> Work required
Render the items below as a JSON list of strings with one string per line, and skip any blank lines.

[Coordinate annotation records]
==================================================
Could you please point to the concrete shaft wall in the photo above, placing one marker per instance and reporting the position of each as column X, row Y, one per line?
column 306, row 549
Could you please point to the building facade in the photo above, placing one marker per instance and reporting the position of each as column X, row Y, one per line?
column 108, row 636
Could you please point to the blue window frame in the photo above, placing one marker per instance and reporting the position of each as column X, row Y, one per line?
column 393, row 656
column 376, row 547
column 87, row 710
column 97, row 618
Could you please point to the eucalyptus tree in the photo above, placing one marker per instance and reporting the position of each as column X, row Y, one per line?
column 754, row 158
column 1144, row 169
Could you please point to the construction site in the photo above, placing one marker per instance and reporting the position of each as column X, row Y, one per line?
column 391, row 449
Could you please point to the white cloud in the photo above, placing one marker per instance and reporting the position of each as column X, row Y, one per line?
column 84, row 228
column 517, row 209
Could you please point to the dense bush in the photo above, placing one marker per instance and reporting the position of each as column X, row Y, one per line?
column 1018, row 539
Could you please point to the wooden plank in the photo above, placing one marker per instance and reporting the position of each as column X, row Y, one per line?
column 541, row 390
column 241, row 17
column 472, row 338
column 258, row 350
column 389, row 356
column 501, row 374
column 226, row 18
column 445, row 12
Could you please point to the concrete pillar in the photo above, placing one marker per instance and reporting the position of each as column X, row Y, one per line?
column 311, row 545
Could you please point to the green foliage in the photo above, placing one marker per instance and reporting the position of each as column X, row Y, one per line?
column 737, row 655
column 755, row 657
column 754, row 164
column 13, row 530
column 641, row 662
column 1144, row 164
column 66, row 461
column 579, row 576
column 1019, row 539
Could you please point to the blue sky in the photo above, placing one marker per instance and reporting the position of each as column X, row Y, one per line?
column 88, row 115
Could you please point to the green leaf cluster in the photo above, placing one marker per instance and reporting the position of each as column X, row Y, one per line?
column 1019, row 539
==================================================
> Answer to the task
[
  "Could you please point to the concrete shaft wall in the photo above, placing one marker per instance and reporting the position of each as column X, row Y, one per line?",
  "column 306, row 549",
  "Could you please point to the building facade in the photo above, placing one marker per instance and reporting the position of each as column X, row Y, one per line?",
  "column 108, row 636",
  "Could you please point to the blue window frame in the photo above, placing one marker per instance and reporting the position of each as column X, row Y, one per line?",
  "column 393, row 656",
  "column 376, row 547",
  "column 87, row 710",
  "column 97, row 618",
  "Could you please point to the eucalyptus tree in the photo above, placing one marker per instance and reporting the position of each as column X, row Y, one per line?",
  "column 754, row 158",
  "column 1144, row 169",
  "Could you please point to the construction site in the photo above, placing one marker per instance and reporting the position of each as column X, row Y, one per line?",
  "column 391, row 449",
  "Could you please point to the white cloud in the photo above, placing one marker per instance and reporting the position of each as column X, row Y, one per line?",
  "column 84, row 228",
  "column 517, row 209",
  "Could you please point to the dense bush in the photo above, placing one marker per instance and reporting the position of each as column X, row Y, one per line?",
  "column 1018, row 539",
  "Could you please point to the wooden plank in the photo above, placing one marker per instance and reporting the position of each as column X, row Y, one per line?",
  "column 541, row 390",
  "column 241, row 17",
  "column 472, row 338",
  "column 258, row 350",
  "column 389, row 356",
  "column 501, row 374",
  "column 226, row 18",
  "column 445, row 12",
  "Could you please point to the concrete pillar in the photo above, placing one marker per instance and reporting the position of each as column X, row Y, one per line?",
  "column 311, row 545",
  "Could you please point to the green foliage in the photo above, placing one marker per instance and reporting the position of each as column X, row Y, one per line?",
  "column 737, row 655",
  "column 755, row 657",
  "column 754, row 164",
  "column 13, row 530",
  "column 641, row 662",
  "column 1144, row 164",
  "column 66, row 461",
  "column 579, row 576",
  "column 1019, row 539",
  "Could you please point to the blue sky in the photo above, placing one marker per instance and reporting the position of each as column X, row Y, one per line?",
  "column 88, row 115",
  "Could you please point to the green leaf cluster in the photo above, placing one marker per instance and reporting the position of each as column X, row Y, one per line?",
  "column 1019, row 539"
]